### TASK TO COMPLETE
Set down every record once more, exactly as given.

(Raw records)
-- START --

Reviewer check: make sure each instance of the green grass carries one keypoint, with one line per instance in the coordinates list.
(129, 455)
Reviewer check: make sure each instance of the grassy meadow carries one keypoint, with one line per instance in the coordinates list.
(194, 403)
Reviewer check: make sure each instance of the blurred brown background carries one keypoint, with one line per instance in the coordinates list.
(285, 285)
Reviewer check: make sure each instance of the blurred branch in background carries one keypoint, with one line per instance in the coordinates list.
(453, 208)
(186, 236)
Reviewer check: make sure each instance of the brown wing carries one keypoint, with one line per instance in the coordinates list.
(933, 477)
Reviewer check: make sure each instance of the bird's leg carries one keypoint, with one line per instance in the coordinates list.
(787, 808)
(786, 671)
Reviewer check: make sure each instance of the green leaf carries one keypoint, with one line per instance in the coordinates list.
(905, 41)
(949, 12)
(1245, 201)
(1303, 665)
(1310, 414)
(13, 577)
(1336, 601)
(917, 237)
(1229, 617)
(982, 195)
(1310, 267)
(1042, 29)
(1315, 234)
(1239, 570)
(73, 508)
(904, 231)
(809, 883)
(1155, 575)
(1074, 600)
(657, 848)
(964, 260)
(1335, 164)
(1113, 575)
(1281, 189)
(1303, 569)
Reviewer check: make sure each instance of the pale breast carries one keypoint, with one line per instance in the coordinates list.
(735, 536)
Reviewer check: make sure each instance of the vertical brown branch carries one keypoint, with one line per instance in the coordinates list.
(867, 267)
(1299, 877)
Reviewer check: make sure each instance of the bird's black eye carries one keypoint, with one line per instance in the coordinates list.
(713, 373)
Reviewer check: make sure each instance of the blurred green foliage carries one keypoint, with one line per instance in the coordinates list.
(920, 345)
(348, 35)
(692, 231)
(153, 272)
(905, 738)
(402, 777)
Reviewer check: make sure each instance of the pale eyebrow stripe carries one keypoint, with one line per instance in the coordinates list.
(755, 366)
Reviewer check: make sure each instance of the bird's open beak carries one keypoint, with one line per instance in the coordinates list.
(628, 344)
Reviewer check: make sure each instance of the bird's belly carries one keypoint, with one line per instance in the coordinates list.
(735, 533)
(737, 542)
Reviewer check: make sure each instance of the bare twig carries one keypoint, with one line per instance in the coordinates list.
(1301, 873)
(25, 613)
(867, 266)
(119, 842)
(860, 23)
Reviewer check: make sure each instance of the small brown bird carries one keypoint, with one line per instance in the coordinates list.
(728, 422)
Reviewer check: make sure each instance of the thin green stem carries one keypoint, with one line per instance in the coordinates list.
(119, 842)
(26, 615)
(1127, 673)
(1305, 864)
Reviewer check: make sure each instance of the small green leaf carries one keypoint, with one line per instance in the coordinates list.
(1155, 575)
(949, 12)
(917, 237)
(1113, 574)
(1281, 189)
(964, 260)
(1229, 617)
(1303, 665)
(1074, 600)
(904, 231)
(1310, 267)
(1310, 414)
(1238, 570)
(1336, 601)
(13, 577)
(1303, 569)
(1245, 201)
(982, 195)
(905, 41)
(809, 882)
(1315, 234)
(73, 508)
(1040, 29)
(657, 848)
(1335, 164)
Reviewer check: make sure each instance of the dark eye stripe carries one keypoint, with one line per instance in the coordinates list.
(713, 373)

-- END --

### THE REPLY
Reviewer check: make sure each instance of the green grass carries one keypoint, with one line per instance in the coordinates list.
(129, 455)
Reviewer check: make sure each instance of the grassy meadow carries one keypoint, with one line per instance in the coordinates list.
(194, 403)
Reviewer check: make sure each instance of the blurred brown background carries one keypoint, with one line per instance in the coordinates list.
(285, 285)
Reviewer check: make sure each instance of the blurred branch in background carries one keypoint, with one line per instance in the coordinates list.
(453, 208)
(186, 236)
Reviewer check: make sure each instance of the brown wing carries one keypoint, with one line per instance in the coordinates list.
(933, 477)
Reviewer check: make sure each instance of the bird's leg carries one keypoint, with one line per instance in the coordinates list.
(787, 808)
(786, 671)
Reviewer check: make sure each instance of the green leaf carries one keypoint, with one line per instance in the coordinates list.
(905, 41)
(949, 12)
(1245, 201)
(1303, 665)
(1310, 414)
(13, 577)
(1336, 601)
(917, 237)
(1229, 617)
(982, 195)
(1310, 267)
(1042, 29)
(1315, 234)
(1239, 570)
(73, 508)
(904, 231)
(809, 883)
(1155, 575)
(1074, 600)
(657, 848)
(964, 260)
(1335, 164)
(1113, 575)
(1281, 189)
(1303, 569)
Reviewer check: make sure each instance of the pale breast carries one keypoint, with one line per instance in the coordinates list.
(735, 536)
Reviewer check: make sure each instance of the vertical brown branch carries one keypoint, with one line per instance in the coordinates list.
(867, 267)
(1299, 877)
Reviewer check: make sure each instance of the bird's black eye carries one keypoint, with one line per instance in the coordinates list.
(713, 373)
Reviewer check: make sure each instance of the blurred green foliage carries one keypoint, with one line per instance in the coordinates list.
(920, 345)
(348, 35)
(692, 231)
(153, 272)
(905, 738)
(402, 777)
Reviewer check: make sure each instance of the pale eyebrow stripe carries one keypoint, with one line per instance in the coordinates list.
(755, 366)
Reviewer check: make sure each instance of the bird's open beak carries one keypoint, with one line per instance in the coordinates list.
(628, 344)
Reviewer check: make sure each instance of the bird's belly carries one keypoint, with one line per instance in the coordinates list.
(735, 533)
(737, 542)
Reviewer check: make sure each instance of the bare twig carries one keypoint, with one line per instance in the coordinates list.
(1301, 873)
(25, 613)
(867, 266)
(119, 842)
(860, 23)
Reviewer check: make sure each instance of the small brown bird carries one keypoint, with one line per instance in the coordinates list.
(728, 422)
Reviewer check: make sure each instance of the thin green stem carries one keypoint, with one line per instance in the coordinates list.
(119, 842)
(26, 615)
(1127, 673)
(1305, 864)
Reviewer check: make sure each instance of the small green leaf carries one keypoint, with one line per instance in the coordinates list.
(1155, 575)
(949, 12)
(917, 237)
(1113, 574)
(1281, 189)
(964, 260)
(1229, 617)
(1303, 665)
(1074, 600)
(904, 231)
(1310, 267)
(1310, 414)
(1238, 570)
(1336, 601)
(13, 577)
(1303, 569)
(1245, 201)
(982, 195)
(905, 41)
(809, 882)
(1315, 234)
(73, 508)
(1040, 29)
(657, 848)
(1335, 164)
Reviewer check: make sure each instance of the dark eye stripe carries one keypoint, with one line per instance in the coordinates list.
(713, 373)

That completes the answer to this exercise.